**WHAT TO WORK ON:**
Write out the entries below word for word, omitting the pictures.

Box annotations for photos:
--------------------------------------------------
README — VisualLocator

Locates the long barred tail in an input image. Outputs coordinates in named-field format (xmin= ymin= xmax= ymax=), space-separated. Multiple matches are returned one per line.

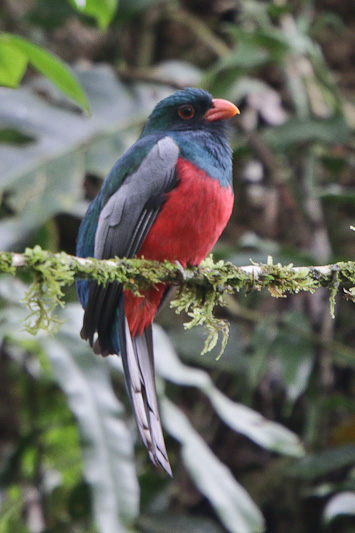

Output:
xmin=117 ymin=300 xmax=172 ymax=476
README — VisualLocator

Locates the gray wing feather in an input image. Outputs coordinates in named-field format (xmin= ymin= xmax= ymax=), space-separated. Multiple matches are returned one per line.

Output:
xmin=82 ymin=137 xmax=179 ymax=475
xmin=95 ymin=137 xmax=179 ymax=259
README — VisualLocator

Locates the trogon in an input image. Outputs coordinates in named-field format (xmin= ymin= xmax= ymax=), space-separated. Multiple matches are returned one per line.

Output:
xmin=77 ymin=88 xmax=239 ymax=475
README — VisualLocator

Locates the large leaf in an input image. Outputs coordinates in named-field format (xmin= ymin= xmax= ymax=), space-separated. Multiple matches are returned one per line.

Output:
xmin=0 ymin=33 xmax=89 ymax=111
xmin=0 ymin=66 xmax=173 ymax=249
xmin=323 ymin=491 xmax=355 ymax=524
xmin=0 ymin=276 xmax=140 ymax=533
xmin=70 ymin=0 xmax=118 ymax=30
xmin=154 ymin=327 xmax=304 ymax=457
xmin=43 ymin=304 xmax=139 ymax=533
xmin=161 ymin=398 xmax=264 ymax=533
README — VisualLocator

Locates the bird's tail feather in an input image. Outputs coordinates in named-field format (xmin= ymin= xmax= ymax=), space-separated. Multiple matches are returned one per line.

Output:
xmin=119 ymin=302 xmax=172 ymax=476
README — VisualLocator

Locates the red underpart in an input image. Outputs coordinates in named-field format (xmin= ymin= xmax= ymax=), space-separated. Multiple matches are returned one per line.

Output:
xmin=124 ymin=158 xmax=234 ymax=336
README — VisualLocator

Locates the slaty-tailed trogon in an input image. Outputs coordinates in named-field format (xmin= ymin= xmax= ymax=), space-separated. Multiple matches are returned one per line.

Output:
xmin=77 ymin=88 xmax=239 ymax=474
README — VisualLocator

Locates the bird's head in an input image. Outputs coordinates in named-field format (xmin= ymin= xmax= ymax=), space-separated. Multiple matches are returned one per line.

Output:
xmin=143 ymin=88 xmax=239 ymax=135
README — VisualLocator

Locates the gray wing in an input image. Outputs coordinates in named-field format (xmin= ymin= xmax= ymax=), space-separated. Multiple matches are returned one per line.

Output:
xmin=81 ymin=137 xmax=179 ymax=475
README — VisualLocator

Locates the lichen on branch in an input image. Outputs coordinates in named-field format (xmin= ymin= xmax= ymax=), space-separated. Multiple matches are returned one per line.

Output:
xmin=0 ymin=246 xmax=355 ymax=353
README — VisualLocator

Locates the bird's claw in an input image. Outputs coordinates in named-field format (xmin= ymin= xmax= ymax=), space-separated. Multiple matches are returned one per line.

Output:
xmin=174 ymin=260 xmax=186 ymax=281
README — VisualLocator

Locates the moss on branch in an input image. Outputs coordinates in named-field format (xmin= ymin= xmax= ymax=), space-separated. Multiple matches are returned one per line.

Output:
xmin=0 ymin=246 xmax=355 ymax=352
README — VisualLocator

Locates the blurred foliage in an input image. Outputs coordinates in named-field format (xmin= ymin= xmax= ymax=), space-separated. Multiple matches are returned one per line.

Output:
xmin=0 ymin=0 xmax=355 ymax=533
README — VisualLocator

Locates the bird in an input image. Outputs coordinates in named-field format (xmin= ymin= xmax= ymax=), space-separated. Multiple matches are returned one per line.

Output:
xmin=76 ymin=87 xmax=239 ymax=476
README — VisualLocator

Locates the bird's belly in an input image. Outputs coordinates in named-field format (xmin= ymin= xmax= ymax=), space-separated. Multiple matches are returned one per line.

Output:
xmin=125 ymin=158 xmax=234 ymax=335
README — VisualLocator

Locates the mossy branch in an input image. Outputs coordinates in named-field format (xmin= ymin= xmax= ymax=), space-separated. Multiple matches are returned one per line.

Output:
xmin=0 ymin=246 xmax=355 ymax=352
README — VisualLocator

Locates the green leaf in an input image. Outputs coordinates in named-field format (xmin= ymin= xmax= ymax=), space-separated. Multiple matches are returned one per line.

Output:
xmin=43 ymin=304 xmax=139 ymax=533
xmin=70 ymin=0 xmax=118 ymax=30
xmin=0 ymin=39 xmax=28 ymax=87
xmin=161 ymin=398 xmax=264 ymax=533
xmin=0 ymin=33 xmax=90 ymax=111
xmin=154 ymin=326 xmax=304 ymax=457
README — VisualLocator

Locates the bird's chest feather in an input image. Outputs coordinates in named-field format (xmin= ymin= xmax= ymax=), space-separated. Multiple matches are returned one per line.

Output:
xmin=139 ymin=158 xmax=233 ymax=266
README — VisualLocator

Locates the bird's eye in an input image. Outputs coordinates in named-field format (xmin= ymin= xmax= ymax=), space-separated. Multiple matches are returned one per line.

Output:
xmin=178 ymin=105 xmax=195 ymax=120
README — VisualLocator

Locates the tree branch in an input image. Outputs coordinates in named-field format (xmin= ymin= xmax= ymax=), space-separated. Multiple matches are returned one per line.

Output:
xmin=0 ymin=246 xmax=355 ymax=351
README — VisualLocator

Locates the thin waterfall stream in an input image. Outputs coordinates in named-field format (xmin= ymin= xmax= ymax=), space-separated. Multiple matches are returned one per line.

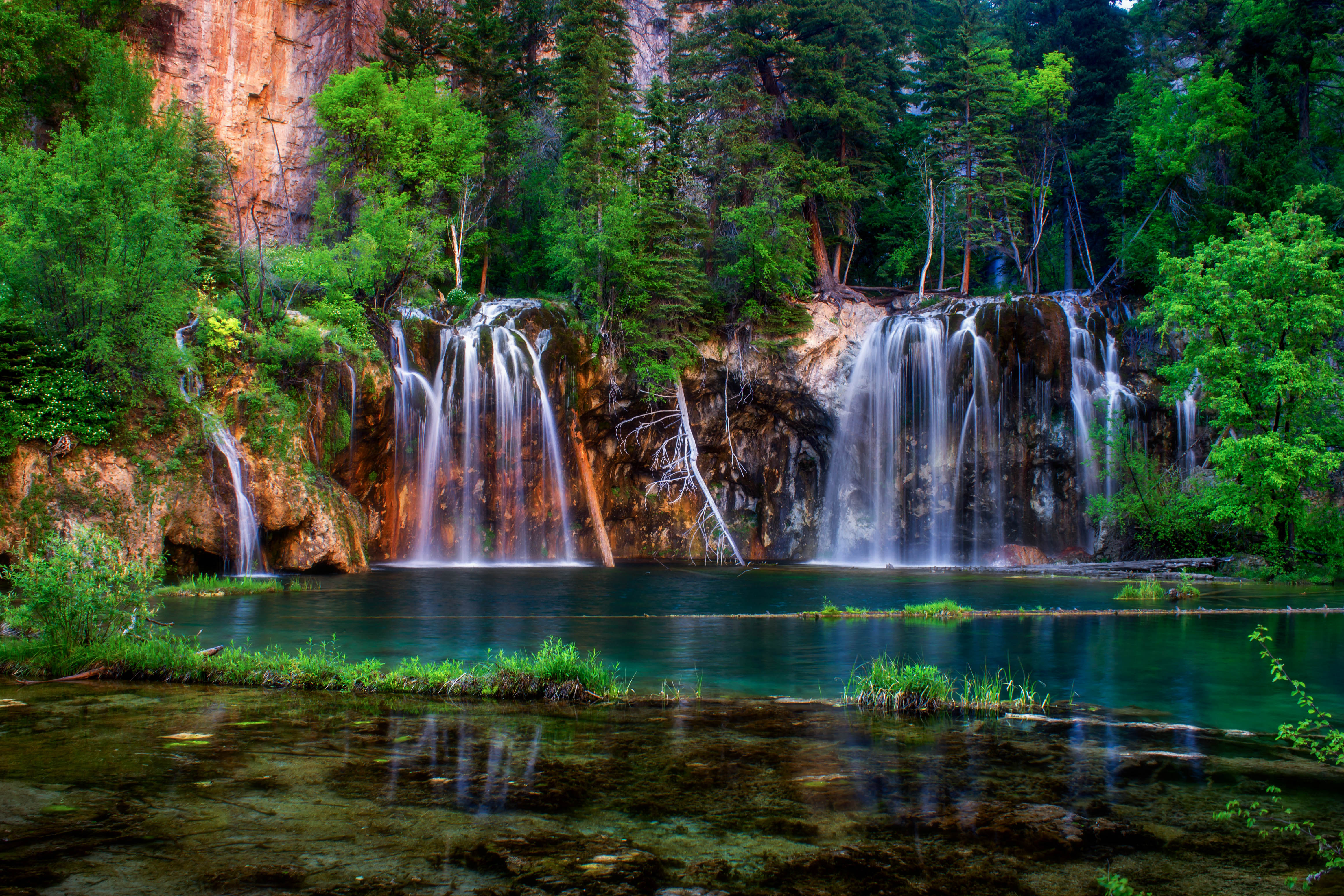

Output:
xmin=392 ymin=301 xmax=574 ymax=564
xmin=1060 ymin=302 xmax=1136 ymax=551
xmin=823 ymin=306 xmax=1004 ymax=565
xmin=173 ymin=318 xmax=266 ymax=575
xmin=818 ymin=298 xmax=1145 ymax=565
--------------------------------------------------
**EXERCISE RESULT:**
README — VisualLocator

Locates the long barred tail in an input image. Outputs coordinates in named-field format (xmin= ymin= xmax= ymax=), space-separated. Multiple matches are returned one per line.


Output:
xmin=117 ymin=300 xmax=172 ymax=476
README — VisualLocator

Locates the gray wing feather in an input image. Outputs coordinates in named-field format (xmin= ymin= xmax= ymax=), space-separated. Multiple matches are returned one per line.

Output:
xmin=82 ymin=137 xmax=179 ymax=475
xmin=95 ymin=137 xmax=179 ymax=259
README — VisualLocator

Locates the trogon in an input image. Outputs coordinates in named-field format (xmin= ymin= xmax= ymax=), space-separated. Multiple matches are returned one per line.

Output:
xmin=77 ymin=88 xmax=239 ymax=475
README — VisualLocator

Locates the large leaf in an input image. Outputs coordinates in named-field format (xmin= ymin= xmax= ymax=), space-separated. Multiple matches are returned one per line.

Output:
xmin=0 ymin=33 xmax=89 ymax=111
xmin=0 ymin=66 xmax=173 ymax=249
xmin=323 ymin=491 xmax=355 ymax=524
xmin=0 ymin=276 xmax=140 ymax=533
xmin=70 ymin=0 xmax=118 ymax=30
xmin=154 ymin=327 xmax=304 ymax=457
xmin=43 ymin=304 xmax=139 ymax=533
xmin=161 ymin=398 xmax=264 ymax=533
README — VisualLocator

Locates the bird's tail feather in an input image. Outputs coordinates in named-field format (xmin= ymin= xmax= ymax=), space-separated. Multiple matches are returned one per line.

Output:
xmin=119 ymin=302 xmax=172 ymax=476
README — VisualLocator

Locates the red underpart in an input image. Outputs coordinates in named-field format (xmin= ymin= xmax= ymax=), space-separated. Multiple matches are returned one per line.

Output:
xmin=124 ymin=158 xmax=234 ymax=336
README — VisualLocator

Locates the slaty-tailed trogon in an input image. Outputs coordinates in named-field format (xmin= ymin= xmax= ymax=), space-separated. Multiple matches are returned one per line.

Output:
xmin=77 ymin=88 xmax=239 ymax=474
README — VisualLocator

Locates the bird's head in an input image. Outputs coordinates in named-field format (xmin= ymin= xmax= ymax=), space-separated. Multiple matches are returned one per line.

Output:
xmin=143 ymin=88 xmax=239 ymax=135
README — VisualLocator

Locates the gray wing in an input image. Outputs coordinates in named-field format (xmin= ymin= xmax= ymax=), space-separated. Multiple matches are returned one per line.

Output:
xmin=81 ymin=137 xmax=179 ymax=475
README — VisualLocator

Locates the lichen on branch in an input image. Outputs coordinates in named-field format (xmin= ymin= xmax= ymax=), space-separated. Multiple matches are returned one per line.

Output:
xmin=0 ymin=246 xmax=355 ymax=353
README — VisualLocator

Locates the bird's claw in an input image. Outputs coordinates in named-field format (xmin= ymin= xmax= ymax=), space-separated. Multiple matches are returned one per line.

Output:
xmin=174 ymin=260 xmax=186 ymax=281
README — VisualLocator

Locates the moss on branch in an input image. Outputs coordinates in named-field format (xmin= ymin= xmax= ymax=), space-separated. Multiple matches are returned one per line.

Output:
xmin=0 ymin=246 xmax=355 ymax=352
README — VisualLocator

Locates the blurred foliage in an input image. Outputs coordinates in named-field format (xmin= ymin= xmax= ymax=), space-separated. Multiple matches are returned one per line.

Output:
xmin=0 ymin=0 xmax=355 ymax=533
README — VisualLocator

Locates the bird in an input image. Outputs coordinates in named-field format (xmin= ymin= xmax= ymax=), space-separated. Multiple matches are returned one per line.

Output:
xmin=76 ymin=87 xmax=239 ymax=476
README — VisualLocator

Locates the bird's belly in an input image. Outputs coordinates in named-field format (xmin= ymin= xmax= ymax=), space-separated. Multiple matches are returned one per line.

Output:
xmin=125 ymin=158 xmax=234 ymax=335
README — VisualLocator

Locates the mossy branch in an input image. Outputs coordinates in named-field format (xmin= ymin= xmax= ymax=), space-separated. Multiple matches are returned one per line.

Output:
xmin=0 ymin=246 xmax=355 ymax=352
README — VisualLocator

Locates the green leaf in an input image. Outputs coordinates in named-field format (xmin= ymin= xmax= ymax=), space-separated. Multiple matches are returned one per line.

Output:
xmin=43 ymin=304 xmax=139 ymax=533
xmin=70 ymin=0 xmax=118 ymax=30
xmin=0 ymin=39 xmax=28 ymax=87
xmin=161 ymin=398 xmax=264 ymax=533
xmin=0 ymin=33 xmax=90 ymax=111
xmin=154 ymin=326 xmax=304 ymax=457
README — VisualLocator

Locates the bird's chest feather in an input image. Outputs coordinates in named-field format (xmin= ymin= xmax= ymax=), space-separated. Multiple matches are returned one per line.

Output:
xmin=139 ymin=158 xmax=233 ymax=266
README — VisualLocator

Locates the bird's eye in an input image. Outputs coordinates in named-field format (xmin= ymin= xmax= ymax=), space-separated. Multiple matches are returned one per line.

Output:
xmin=178 ymin=105 xmax=195 ymax=120
README — VisualLocator

Locates the tree branch in an input image. Outputs coordinates in named-field format (xmin= ymin= xmax= ymax=), space-separated. Multiple matches are returned one per line.

Output:
xmin=0 ymin=246 xmax=355 ymax=351
README — VisualLocator

Locates the thin waterfall stream in an input image. Outputs coordinates in named-field format (xmin= ymin= xmax= ymax=), space-separated. Multiple matches are returned one per line.


Output:
xmin=392 ymin=301 xmax=574 ymax=564
xmin=1060 ymin=302 xmax=1136 ymax=551
xmin=823 ymin=306 xmax=1004 ymax=565
xmin=173 ymin=318 xmax=266 ymax=575
xmin=818 ymin=298 xmax=1145 ymax=565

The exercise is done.